学校に向かう道のりにある天神神社のしだれ梅が、淡い桃色の小さなつぼみをつけ、春の訪れを告げる季節となりました。
本日は、来賓の皆様をはじめ諸先生方のご臨席のもと、このような心のこもった式を挙げていただき、誠にありがとうございます。また、先ほどは皆様から心温まる励ましのお言葉をいただき、卒業生一同を代表して心よりお礼申し上げます。
私たちが卒業する岐阜市医師会看護学校は、平成二十七年に岐阜市立第二看護専門学校が移管されて開校されました。学校の教育方針は准看護師から看護師への一貫したシステムを構築し、知識・技術を統合して判断する能力のある看護実践家の育成を目指すことを内容とし、私たちはその第一期生となります。三年間の教育課程を通して、「患者に寄り添う看護とは何か」を追求し、対象の生命力の消耗を最小にする生活過程を整える看護を実践してきました。
特に臨地実習では、うまく対象を捉えることができず、障害をどのように受けているのか、もてる力は何なのかを、細胞レベルで考えていくことの難しさを感じました。患者様の病気がよくなり、少しでも長く日常の生活を穏やかに過ごして頂きたいという思いが強くなる一方で、知識や技術が未熟で思うような看護できず、言葉で言い表せないほどの悔しさと申し訳なさを感じました。これではいけないという思いから必死に学びました。
思い起こせば、私を看護の道に進ませたきっかけは、大切な人を亡くしたことでした。生きたくても生きられない人がいることを初めて知りました。「生きたいと思う人がいるのであれば、その人の力になりたい。」という思いが、家庭との両立でくじけそうになった気持ちを奮い立たせました。そして今日、この場に立つことが出来ました。在校生のみなさん。これからの座学や臨地実習、三年間の集大成となる国家試験に向けての道のりは平たんではないかもしれません。辛い時こそ、なぜ数ある選択肢の中から看護師の道を選んだのか。原点に立ち戻ってください。自分の中にある志は、きっと自分を後押ししてくれます。

● ● ● ●

◆ 取り組む課題
1. 卒業答辞のうち「私たちが卒業する岐阜市医師会看護学校は」で始まる段落を、主な事実を残したまま短い箇条書きにまとめてください。
2. 卒業答辞によると、岐阜市医師会看護学校はどの学校が移管されて開校されましたか。
3. 卒業答辞を、最後の文の後から書き継いでください。
この後に続くレコードは、課題に取り組むうえで使いません。

● ● ● ●

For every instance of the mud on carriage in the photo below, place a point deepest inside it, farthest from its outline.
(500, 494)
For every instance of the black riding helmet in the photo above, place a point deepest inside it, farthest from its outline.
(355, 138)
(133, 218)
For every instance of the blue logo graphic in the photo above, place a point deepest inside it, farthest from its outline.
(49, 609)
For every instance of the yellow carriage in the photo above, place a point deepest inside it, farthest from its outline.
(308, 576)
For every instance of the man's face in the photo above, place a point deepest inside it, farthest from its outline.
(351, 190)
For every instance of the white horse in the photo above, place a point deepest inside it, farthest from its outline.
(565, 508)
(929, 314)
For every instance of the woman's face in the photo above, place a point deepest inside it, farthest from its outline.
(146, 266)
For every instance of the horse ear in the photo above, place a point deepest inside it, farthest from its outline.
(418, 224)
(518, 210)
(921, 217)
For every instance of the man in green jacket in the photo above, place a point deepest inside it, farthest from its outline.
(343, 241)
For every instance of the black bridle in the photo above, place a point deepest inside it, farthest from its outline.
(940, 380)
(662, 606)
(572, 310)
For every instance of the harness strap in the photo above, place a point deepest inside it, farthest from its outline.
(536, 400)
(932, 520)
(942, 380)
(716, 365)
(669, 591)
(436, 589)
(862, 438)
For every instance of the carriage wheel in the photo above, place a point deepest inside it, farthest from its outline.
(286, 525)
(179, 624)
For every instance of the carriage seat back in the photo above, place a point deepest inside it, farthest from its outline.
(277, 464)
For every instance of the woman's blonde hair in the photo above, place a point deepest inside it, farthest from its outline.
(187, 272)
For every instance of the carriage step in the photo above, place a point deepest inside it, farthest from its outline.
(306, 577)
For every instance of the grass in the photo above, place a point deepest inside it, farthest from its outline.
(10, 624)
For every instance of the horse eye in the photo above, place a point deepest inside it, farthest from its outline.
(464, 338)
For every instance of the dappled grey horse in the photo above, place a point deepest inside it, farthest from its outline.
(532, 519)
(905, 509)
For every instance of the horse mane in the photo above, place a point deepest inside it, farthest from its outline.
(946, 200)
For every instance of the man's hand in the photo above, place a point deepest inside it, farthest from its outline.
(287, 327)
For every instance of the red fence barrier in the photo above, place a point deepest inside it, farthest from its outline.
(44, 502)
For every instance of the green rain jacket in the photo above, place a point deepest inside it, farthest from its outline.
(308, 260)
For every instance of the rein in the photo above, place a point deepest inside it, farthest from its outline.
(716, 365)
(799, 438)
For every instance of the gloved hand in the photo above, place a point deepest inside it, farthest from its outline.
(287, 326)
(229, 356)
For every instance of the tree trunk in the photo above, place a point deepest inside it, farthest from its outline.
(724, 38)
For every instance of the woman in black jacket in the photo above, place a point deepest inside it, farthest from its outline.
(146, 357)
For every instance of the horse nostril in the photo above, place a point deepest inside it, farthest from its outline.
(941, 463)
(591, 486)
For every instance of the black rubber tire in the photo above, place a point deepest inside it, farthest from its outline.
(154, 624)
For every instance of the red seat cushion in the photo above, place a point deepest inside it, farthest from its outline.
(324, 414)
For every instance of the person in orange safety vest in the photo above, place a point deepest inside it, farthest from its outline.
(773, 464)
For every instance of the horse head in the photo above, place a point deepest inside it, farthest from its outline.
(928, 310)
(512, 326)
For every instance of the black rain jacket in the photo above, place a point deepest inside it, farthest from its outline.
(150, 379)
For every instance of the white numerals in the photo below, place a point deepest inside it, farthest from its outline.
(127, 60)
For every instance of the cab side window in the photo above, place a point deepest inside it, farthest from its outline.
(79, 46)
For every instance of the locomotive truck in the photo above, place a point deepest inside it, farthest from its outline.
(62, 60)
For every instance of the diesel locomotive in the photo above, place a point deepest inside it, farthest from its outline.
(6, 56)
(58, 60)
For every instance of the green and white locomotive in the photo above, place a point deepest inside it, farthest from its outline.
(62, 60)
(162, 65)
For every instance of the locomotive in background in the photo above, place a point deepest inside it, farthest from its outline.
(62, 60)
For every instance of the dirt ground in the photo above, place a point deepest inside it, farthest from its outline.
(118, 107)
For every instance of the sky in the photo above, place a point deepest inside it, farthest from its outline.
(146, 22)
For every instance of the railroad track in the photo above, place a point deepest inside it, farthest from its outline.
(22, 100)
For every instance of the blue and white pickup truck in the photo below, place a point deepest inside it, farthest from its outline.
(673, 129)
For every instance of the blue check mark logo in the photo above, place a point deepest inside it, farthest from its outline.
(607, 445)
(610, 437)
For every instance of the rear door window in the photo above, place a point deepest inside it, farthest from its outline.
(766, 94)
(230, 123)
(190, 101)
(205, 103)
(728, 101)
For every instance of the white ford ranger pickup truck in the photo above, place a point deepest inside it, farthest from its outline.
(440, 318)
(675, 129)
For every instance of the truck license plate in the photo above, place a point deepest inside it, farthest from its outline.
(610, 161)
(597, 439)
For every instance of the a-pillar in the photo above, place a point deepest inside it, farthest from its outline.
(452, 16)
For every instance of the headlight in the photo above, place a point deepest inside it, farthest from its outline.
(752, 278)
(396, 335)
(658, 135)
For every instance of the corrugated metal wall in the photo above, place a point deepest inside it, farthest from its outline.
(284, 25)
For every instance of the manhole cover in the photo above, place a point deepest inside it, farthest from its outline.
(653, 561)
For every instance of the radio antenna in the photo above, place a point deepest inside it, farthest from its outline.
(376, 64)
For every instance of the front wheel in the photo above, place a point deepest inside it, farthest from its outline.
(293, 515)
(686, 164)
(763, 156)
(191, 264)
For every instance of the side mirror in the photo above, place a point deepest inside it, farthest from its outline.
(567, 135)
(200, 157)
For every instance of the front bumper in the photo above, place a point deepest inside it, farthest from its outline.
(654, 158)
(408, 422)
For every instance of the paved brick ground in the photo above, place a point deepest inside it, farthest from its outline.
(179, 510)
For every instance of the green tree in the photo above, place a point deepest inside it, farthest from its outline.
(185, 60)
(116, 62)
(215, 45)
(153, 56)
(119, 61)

● ● ● ●

◆ 解答欄
1.
- 岐阜市医師会看護学校は、平成二十七年に岐阜市立第二看護専門学校が移管されて開校した。
- 教育方針は、准看護師から看護師への一貫したシステムを構築し、知識・技術を統合して判断できる看護実践家の育成を目指すことである。
- 卒業生はその第一期生である。
- 三年間、「患者に寄り添う看護とは何か」を追求し、対象の生命力の消耗を最小にする生活過程を整える看護を実践してきた。

2. 岐阜市立第二看護専門学校です。

3.
私たちは、一人ひとり苦しみ辛さと向き合い、壁を乗り越えるための努力をしてきました。同じ目標をもった仲間と悩みを分かち合い、励まし合ってここまでやってきました。年齢は関係なく、クラスメイトからたくさんの励ましをもらいました。自分が苦しい時は、仲間も同じように苦しい。
その苦しい時に人からもらった優しさは、自分の心の泉となり、今度は自分の周りの人が大変な時に、優しさとなって溢れ出します。価値観の異なるものが集まり、考えの違いがあったとしても、一人一人の良さを見出し、最後には自分の看護観に反映し、仲間と協力していくことを、これからの実践看護師になるための礎として下さい。
私たちは、晴れて卒業の日を迎えることができました。今日までご指導、ご支援して頂いた諸先生方、職員の皆様、学生を受け入れて下さった患者様、卒業後も変わらず応援してくださる先輩方、支え励まし合ってきた仲間、どのような時にも一番近くで支えてくれた家族に、心より感謝いたします。また、最後まで私たちのことを厳しく、時には見守り、励まし、指導してくださった先生方の存在は、とても大きなものでした。感謝申し上げます。
四月からは目標としてきたステージへと駆け上がり、それぞれの道を歩み始めます。学びを活かし、看護師としてよりよい看護ができるよう自己研鑽に努めてまいります。
最後になりますが、岐阜市医師会看護学校の限りない発展と学校長をはじめ、諸先生方、ならびに在校生の皆様のご健勝とご多幸をお祈りし、答辞とさせていただきます。